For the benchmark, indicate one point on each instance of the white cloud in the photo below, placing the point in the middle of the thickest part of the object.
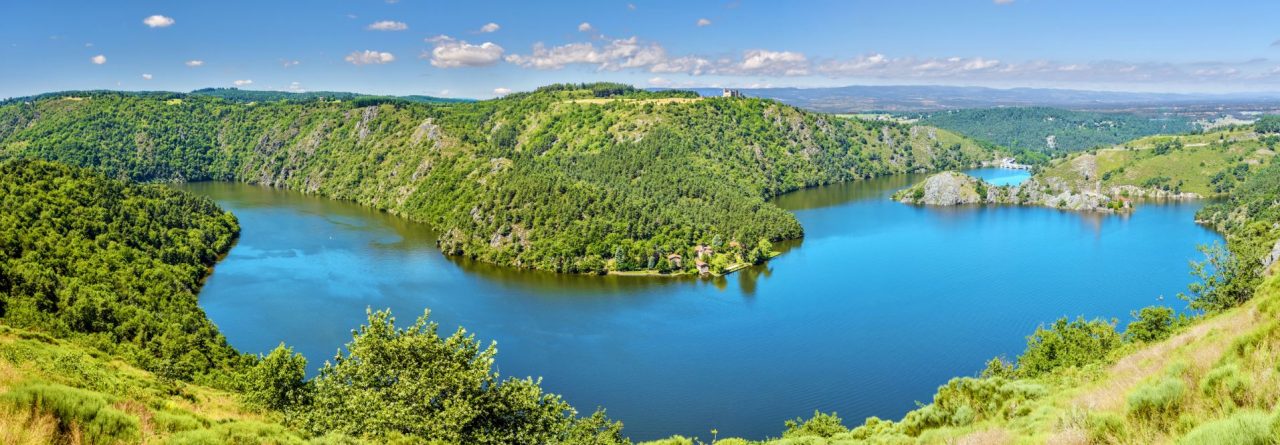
(452, 53)
(615, 54)
(387, 26)
(370, 58)
(775, 63)
(158, 21)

### Exercise brief:
Render all the rows above as a numbered list with no blank lines, and leave the pictures out.

### Full response:
1. For the benchmark, indicate one point on each instance of the white cloud in the photo below, placing the point in the middle of the thickest part of the object.
2. (452, 53)
3. (615, 54)
4. (387, 26)
5. (370, 58)
6. (775, 63)
7. (158, 21)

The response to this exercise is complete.